**Task directions**
Rewrite the items below as a numbered list and leave out any blank lines.

::::::

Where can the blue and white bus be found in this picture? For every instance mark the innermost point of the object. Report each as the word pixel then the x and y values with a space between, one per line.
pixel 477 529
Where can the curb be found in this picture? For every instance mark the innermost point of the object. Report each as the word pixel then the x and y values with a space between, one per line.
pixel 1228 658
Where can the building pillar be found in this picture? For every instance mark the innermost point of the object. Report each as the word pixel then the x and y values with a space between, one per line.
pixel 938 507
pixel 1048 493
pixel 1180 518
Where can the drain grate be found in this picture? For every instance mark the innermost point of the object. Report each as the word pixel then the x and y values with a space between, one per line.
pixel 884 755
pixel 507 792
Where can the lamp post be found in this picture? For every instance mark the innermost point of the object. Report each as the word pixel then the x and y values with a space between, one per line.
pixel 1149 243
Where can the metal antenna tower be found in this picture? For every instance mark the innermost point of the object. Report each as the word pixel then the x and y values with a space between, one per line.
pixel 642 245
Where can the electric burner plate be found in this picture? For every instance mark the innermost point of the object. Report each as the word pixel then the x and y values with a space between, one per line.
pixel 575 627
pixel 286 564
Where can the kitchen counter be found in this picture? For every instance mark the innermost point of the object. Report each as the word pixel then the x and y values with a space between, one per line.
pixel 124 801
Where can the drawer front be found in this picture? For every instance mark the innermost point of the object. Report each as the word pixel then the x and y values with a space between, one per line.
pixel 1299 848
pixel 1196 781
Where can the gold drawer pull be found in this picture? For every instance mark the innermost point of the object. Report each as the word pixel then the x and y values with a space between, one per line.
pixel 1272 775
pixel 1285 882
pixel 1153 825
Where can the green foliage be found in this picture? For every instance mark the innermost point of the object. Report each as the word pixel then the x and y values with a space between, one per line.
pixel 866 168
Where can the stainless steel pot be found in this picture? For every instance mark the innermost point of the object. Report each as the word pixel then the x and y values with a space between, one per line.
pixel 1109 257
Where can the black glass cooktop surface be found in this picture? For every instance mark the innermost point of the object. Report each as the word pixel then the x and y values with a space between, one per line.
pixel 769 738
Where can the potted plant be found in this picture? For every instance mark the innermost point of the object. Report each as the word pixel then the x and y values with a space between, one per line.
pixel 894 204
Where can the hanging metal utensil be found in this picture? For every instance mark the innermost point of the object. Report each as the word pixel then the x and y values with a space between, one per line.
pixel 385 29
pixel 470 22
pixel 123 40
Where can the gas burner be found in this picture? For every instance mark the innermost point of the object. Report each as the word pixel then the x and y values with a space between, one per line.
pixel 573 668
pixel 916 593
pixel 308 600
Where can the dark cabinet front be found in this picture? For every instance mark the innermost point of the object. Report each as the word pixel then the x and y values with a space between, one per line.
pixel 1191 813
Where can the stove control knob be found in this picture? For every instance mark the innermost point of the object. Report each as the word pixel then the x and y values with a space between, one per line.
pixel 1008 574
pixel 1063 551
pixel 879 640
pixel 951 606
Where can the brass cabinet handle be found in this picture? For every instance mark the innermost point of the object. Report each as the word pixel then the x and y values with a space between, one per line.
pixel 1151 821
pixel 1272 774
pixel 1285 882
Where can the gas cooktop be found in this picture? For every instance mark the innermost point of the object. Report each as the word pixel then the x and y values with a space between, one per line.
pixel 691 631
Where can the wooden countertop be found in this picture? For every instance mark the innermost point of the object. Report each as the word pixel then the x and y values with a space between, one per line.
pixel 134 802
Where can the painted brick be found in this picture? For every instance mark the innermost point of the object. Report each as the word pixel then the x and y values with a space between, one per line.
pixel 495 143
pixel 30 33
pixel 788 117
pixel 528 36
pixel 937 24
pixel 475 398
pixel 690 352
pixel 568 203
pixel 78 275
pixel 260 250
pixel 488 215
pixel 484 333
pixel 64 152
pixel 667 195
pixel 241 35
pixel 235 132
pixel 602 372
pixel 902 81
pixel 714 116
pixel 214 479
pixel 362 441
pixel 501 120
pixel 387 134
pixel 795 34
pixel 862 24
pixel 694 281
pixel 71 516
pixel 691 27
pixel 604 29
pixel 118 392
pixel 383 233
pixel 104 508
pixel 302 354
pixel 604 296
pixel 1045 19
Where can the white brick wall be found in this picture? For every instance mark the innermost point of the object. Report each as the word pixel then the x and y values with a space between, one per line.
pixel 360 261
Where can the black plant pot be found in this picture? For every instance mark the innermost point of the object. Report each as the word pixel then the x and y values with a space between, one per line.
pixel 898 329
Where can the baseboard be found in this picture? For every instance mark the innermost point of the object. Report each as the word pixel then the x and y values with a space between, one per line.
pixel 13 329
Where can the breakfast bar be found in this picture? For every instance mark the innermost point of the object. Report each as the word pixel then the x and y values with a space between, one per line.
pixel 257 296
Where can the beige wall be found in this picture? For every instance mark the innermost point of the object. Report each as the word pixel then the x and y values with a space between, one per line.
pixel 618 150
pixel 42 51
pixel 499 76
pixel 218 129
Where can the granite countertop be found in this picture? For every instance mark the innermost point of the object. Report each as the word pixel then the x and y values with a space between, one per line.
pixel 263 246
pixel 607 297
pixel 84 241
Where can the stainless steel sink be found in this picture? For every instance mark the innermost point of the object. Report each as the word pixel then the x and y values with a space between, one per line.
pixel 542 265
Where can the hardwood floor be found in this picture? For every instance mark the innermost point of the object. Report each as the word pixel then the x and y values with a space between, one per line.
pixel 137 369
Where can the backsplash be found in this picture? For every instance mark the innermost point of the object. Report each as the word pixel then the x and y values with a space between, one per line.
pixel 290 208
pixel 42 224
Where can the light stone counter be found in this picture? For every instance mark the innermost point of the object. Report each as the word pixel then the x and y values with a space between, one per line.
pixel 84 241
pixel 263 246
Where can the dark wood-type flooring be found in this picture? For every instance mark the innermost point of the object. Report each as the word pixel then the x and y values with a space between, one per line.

::::::

**Expected answer**
1. Where can the blue and white bus be found in this picture? For every instance mark the innermost point of the object. Report each as the word pixel then the x and y values with a space between, one per line.
2. pixel 477 529
3. Where can the curb be found in this picture? For every instance mark the innermost point of the object. Report each as the word pixel then the x and y values with a space between, one per line.
4. pixel 1228 658
5. Where can the building pillar be found in this picture? For every instance mark the innermost point of the object. Report each as the word pixel then the x and y values with a space between, one per line.
6. pixel 938 507
7. pixel 1048 493
8. pixel 1180 518
9. Where can the drain grate be found in this picture? For every instance mark the innermost point of the object. Report each as the word pixel then the x and y values with a space between, one per line.
10. pixel 884 755
11. pixel 507 792
12. Where can the lamp post be found in this picture? For every instance mark the innermost point of the object. Report each as the word pixel then the x and y values with a space between, one per line.
13. pixel 1149 243
14. Where can the metal antenna tower be found in this picture? For every instance mark the innermost point of the object. Report each as the word pixel then the x and y values with a space between, one per line.
15. pixel 642 245
16. Where can the electric burner plate be found in this picture? For every instance mark the innermost point of the object. Report each as the word pixel then the x and y values with a space between, one per line.
17. pixel 575 627
18. pixel 286 564
19. Where can the kitchen counter be found in this picture? For every instance mark the innermost point of the object. Report each as the word pixel then the x and y values with a space between, one per line.
20. pixel 124 801
21. Where can the drawer front be found in this picture? For every instance mark the innermost point of the object. Report each as the word pixel then the x and y values with a space between, one per line.
22. pixel 1299 848
23. pixel 1196 781
24. Where can the gold drawer pull be found in this picture? For every instance mark the innermost point of the object. Report each as the word pixel then the x and y values with a space between, one per line.
25. pixel 1272 775
26. pixel 1285 882
27. pixel 1153 825
28. Where can the green foliage be found in this picture? For every instance mark the innermost point of the object. Report each as the word pixel then the x and y values with a space between, one per line.
29. pixel 866 168
30. Where can the stainless steel pot be found in this picture? For every instance mark the innermost point of the object. Report each as the word pixel then the x and y values with a space between, one per line.
31. pixel 1109 257
32. Where can the black glass cooktop surface be found in this picture? For every instance mark the innermost point of the object. Report each as the word pixel then the x and y values with a space between, one per line.
33. pixel 769 738
34. Where can the potted plant be found in this picture? For every instance mark the innermost point of the object. Report each as the word pixel then the x and y values with a space between, one per line.
35. pixel 894 204
36. Where can the hanging metal utensil be found in this picture? For every instance mark the innermost point of the object. Report each as the word pixel then the x and y values with a space between, one per line.
37. pixel 385 29
38. pixel 470 22
39. pixel 123 40
40. Where can the gas burner be found in this picture? For every instance mark the innermost point of the object. Report each as the word pixel then the x and y values with a space between, one per line.
41. pixel 573 668
42. pixel 916 593
43. pixel 308 600
44. Where can the dark cabinet front be found in this picture? For every instance mark the innermost point of the object. Report each as the word pixel then the x and y values with a space between, one per line.
45. pixel 1191 813
46. Where can the stove control knob be found in this picture? For every instance mark the innermost point of the object. Report each as the word pixel then the x and y values with a space between, one per line.
47. pixel 1008 574
48. pixel 1063 551
49. pixel 879 640
50. pixel 951 606
51. Where can the brass cabinet handle be found in this picture? For every instance mark the innermost point of the object. Report each as the word pixel then the x and y values with a space between, one per line.
52. pixel 1151 821
53. pixel 1272 774
54. pixel 1285 882
55. Where can the gas cooktop be found in this picture? For every instance mark the innermost point of the object. Report each as the word pixel then the x and y values with a space between, one per line.
56. pixel 691 631
57. Where can the wooden countertop be found in this picture? For every instance mark the innermost point of the object. Report each as the word pixel then the x and y values with a space between, one per line.
58. pixel 134 802
59. Where can the painted brick be found in this picture? For every instance mark the innermost point of the object. Report each as the word pixel then the x and y values with a space between, one per line.
60. pixel 495 143
61. pixel 30 33
62. pixel 788 117
63. pixel 528 36
64. pixel 937 24
65. pixel 475 398
66. pixel 690 352
67. pixel 568 203
68. pixel 78 275
69. pixel 260 250
70. pixel 488 215
71. pixel 484 333
72. pixel 64 152
73. pixel 667 195
74. pixel 241 35
75. pixel 235 132
76. pixel 602 372
77. pixel 902 81
78. pixel 714 116
79. pixel 214 479
80. pixel 362 441
81. pixel 501 120
82. pixel 387 134
83. pixel 795 34
84. pixel 862 24
85. pixel 694 281
86. pixel 71 516
87. pixel 691 27
88. pixel 604 29
89. pixel 118 392
90. pixel 383 233
91. pixel 104 508
92. pixel 302 354
93. pixel 604 296
94. pixel 1045 19
95. Where can the white brick wall be found in this picture? For every instance mark the innermost point of the object. Report each as the word pixel then the x and y values with a space between, one per line.
96. pixel 360 261
97. Where can the black plant pot be found in this picture? For every instance mark the innermost point of the object. Report each as the word pixel then the x and y values with a space between, one per line.
98. pixel 898 329
99. Where can the baseboard be found in this picture? For every instance mark the innermost point of the object. Report each as the word pixel then the x and y values with a space between, one per line.
100. pixel 13 329
101. Where can the breakfast bar be found in this picture? For every instance mark the innermost point of the object. Report each as the word pixel then the x and y values with a space between, one per line.
102. pixel 257 296
103. Where can the beige wall be found in this picture? For every instance mark the innermost point of the object. Report each as the word pixel then the x and y values with a space between, one per line.
104. pixel 618 150
105. pixel 42 51
106. pixel 499 76
107. pixel 218 129
108. Where can the granite countertop be found in this picture? For every instance mark the innermost point of the object. Report each as the word pixel then the x and y values with a space between, one per line.
109. pixel 263 246
110. pixel 607 297
111. pixel 84 241
112. Where can the stainless steel sink be found in this picture? For every instance mark the innermost point of the object. Report each as the word pixel then the x and y values with a space between, one per line.
113. pixel 542 265
114. Where can the hardwood floor be found in this picture? For every instance mark the innermost point of the object. Report each as the word pixel then the x and y values with a space between, one per line.
115. pixel 137 369
116. Where can the backsplash be found in this picture? For every instance mark the innermost point of the object. Report each as the word pixel then the x and y values with a space between, one per line.
117. pixel 290 208
118. pixel 42 224
119. Where can the light stone counter be found in this picture? For every instance mark the innermost point of the object. Report each as the word pixel then the x and y values with a space between, one per line.
120. pixel 84 241
121. pixel 263 246
122. Where can the dark wood-type flooring be found in this picture? For every instance mark the innermost point of the object. Report each as the word pixel then the x and y values with a space between, one per line.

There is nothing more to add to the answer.